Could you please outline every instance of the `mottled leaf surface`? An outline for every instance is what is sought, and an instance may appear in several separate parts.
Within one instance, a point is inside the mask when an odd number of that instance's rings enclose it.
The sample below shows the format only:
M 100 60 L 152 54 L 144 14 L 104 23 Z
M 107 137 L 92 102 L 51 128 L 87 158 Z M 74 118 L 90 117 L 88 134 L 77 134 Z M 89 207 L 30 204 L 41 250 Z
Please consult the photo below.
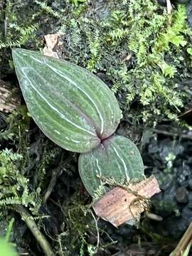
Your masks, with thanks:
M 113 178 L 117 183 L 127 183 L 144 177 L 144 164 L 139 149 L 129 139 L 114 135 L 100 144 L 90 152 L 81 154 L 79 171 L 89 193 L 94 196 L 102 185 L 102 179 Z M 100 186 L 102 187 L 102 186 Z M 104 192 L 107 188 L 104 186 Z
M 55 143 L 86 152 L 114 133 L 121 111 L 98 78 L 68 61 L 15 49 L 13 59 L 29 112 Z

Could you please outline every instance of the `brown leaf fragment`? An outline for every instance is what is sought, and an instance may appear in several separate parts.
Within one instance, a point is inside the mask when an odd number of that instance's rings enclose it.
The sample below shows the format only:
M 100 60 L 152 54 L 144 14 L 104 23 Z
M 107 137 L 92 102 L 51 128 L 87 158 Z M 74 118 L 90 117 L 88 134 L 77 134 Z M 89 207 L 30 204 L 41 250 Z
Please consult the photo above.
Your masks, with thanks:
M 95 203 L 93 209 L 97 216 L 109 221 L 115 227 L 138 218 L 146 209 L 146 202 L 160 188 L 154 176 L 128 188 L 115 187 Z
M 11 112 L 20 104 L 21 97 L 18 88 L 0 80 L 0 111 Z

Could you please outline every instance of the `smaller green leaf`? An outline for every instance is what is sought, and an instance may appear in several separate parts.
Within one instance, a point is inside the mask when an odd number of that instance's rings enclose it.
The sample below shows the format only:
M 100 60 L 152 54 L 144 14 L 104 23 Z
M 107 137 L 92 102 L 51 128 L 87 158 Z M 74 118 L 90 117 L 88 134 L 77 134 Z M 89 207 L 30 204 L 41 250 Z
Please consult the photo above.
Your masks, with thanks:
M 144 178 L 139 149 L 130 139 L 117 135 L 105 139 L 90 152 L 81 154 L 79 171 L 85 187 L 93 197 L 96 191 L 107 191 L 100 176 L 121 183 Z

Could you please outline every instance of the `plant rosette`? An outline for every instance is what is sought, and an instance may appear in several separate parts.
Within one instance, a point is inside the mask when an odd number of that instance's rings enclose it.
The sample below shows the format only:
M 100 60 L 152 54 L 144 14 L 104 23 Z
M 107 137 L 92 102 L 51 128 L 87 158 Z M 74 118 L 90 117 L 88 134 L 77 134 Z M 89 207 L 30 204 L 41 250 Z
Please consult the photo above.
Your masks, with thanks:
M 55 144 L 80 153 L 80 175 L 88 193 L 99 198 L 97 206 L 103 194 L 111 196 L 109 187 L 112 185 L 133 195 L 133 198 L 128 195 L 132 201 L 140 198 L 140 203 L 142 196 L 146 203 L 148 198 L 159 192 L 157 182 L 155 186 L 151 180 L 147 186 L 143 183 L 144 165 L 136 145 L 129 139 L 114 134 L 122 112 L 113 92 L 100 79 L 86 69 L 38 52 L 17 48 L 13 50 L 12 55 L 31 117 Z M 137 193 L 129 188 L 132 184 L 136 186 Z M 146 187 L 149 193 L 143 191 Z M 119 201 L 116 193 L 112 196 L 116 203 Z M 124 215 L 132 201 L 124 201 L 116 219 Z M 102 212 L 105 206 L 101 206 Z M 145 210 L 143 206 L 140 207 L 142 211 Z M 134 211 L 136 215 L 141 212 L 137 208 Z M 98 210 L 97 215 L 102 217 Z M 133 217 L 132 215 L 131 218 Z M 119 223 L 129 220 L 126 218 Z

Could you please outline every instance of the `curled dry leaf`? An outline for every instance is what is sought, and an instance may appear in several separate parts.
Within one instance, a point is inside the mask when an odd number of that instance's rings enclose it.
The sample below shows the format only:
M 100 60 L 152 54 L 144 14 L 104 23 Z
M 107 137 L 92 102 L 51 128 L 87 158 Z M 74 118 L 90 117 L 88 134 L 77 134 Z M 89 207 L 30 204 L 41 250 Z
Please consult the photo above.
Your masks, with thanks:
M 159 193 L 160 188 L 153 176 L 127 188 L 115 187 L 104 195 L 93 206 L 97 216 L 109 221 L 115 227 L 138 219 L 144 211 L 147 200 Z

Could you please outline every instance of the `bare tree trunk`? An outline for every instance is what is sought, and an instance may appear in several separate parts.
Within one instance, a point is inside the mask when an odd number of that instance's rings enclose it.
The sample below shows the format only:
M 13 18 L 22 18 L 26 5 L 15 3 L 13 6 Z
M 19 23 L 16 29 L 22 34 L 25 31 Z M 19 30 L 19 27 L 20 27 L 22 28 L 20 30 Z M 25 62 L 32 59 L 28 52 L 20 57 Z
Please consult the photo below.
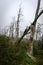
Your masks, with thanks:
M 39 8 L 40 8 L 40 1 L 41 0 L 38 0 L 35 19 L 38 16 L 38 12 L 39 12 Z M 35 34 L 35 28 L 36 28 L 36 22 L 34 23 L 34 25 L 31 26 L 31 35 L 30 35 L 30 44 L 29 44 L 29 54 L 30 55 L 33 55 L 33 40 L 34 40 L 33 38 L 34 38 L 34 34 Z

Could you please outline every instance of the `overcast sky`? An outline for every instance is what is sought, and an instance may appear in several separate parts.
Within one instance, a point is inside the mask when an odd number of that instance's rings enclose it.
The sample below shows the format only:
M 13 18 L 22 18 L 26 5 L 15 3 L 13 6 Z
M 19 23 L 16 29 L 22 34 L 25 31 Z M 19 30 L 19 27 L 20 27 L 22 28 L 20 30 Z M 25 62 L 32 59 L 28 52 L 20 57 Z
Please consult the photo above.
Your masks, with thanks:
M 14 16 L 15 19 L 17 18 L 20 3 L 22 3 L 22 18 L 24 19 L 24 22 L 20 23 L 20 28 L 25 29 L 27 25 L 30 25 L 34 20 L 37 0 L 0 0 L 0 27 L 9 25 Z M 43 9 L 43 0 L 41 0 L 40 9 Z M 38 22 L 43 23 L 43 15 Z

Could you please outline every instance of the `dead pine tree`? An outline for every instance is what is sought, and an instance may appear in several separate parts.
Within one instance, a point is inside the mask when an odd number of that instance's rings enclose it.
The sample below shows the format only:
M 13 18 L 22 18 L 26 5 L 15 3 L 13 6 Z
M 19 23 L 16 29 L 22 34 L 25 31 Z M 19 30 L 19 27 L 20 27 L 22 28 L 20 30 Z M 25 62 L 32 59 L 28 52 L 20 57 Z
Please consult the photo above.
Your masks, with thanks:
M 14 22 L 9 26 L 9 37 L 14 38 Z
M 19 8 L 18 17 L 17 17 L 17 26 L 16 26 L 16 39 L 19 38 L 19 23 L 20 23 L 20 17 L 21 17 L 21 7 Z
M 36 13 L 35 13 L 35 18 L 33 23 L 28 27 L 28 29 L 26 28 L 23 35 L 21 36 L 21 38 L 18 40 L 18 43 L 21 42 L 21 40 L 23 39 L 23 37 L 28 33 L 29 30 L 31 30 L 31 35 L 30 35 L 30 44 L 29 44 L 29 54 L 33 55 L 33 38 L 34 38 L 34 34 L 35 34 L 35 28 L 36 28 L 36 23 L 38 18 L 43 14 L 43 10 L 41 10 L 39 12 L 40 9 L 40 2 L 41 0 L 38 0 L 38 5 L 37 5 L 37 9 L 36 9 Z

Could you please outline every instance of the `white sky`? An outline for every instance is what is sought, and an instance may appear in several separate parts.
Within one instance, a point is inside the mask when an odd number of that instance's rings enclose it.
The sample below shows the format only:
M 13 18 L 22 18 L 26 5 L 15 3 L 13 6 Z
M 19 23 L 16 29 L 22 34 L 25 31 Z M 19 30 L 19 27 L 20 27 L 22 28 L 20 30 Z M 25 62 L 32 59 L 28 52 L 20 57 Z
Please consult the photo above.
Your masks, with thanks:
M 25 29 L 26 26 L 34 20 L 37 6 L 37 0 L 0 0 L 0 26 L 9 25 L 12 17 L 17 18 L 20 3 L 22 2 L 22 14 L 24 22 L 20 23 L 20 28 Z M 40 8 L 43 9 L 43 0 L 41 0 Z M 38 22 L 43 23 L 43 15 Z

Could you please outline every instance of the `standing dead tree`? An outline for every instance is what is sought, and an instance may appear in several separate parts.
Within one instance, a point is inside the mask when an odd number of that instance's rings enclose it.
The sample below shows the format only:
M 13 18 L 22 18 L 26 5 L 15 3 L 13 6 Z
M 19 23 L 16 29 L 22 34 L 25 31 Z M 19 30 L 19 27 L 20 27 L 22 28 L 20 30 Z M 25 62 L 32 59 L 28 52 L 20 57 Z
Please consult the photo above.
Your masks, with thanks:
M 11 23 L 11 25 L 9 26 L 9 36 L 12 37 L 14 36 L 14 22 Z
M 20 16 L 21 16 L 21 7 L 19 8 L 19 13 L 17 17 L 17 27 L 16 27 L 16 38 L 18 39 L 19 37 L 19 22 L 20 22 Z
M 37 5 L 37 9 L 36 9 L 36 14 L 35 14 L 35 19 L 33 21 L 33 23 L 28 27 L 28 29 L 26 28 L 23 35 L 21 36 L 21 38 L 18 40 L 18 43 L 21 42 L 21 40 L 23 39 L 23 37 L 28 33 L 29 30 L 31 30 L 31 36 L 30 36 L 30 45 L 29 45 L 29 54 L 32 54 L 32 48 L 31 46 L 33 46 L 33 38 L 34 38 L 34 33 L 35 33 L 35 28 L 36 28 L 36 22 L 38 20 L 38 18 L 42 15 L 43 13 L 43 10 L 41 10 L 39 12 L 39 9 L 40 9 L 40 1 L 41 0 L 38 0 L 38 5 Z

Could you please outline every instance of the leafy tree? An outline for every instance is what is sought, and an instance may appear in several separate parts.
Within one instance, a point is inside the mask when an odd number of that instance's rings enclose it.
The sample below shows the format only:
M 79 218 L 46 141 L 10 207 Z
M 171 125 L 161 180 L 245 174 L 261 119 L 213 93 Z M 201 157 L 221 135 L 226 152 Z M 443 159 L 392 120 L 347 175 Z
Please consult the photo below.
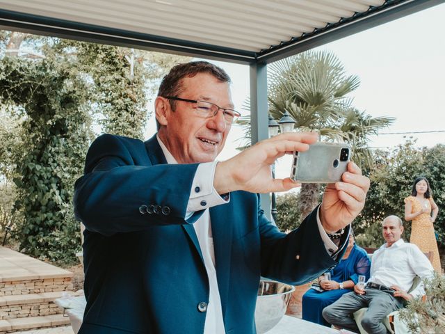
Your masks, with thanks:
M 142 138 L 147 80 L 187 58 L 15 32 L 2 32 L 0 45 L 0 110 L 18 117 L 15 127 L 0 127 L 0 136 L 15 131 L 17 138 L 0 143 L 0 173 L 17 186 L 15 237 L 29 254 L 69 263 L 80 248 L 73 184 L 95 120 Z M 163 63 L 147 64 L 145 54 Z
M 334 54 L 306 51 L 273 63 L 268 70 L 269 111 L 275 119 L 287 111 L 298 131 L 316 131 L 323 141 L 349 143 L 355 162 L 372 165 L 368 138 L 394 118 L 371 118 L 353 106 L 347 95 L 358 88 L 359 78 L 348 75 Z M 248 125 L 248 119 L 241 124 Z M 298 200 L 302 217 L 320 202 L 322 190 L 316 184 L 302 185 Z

▸ Task brief
How many lines in the listing contain the string "outline"? Answer with the number alone.

▸ Worked solution
11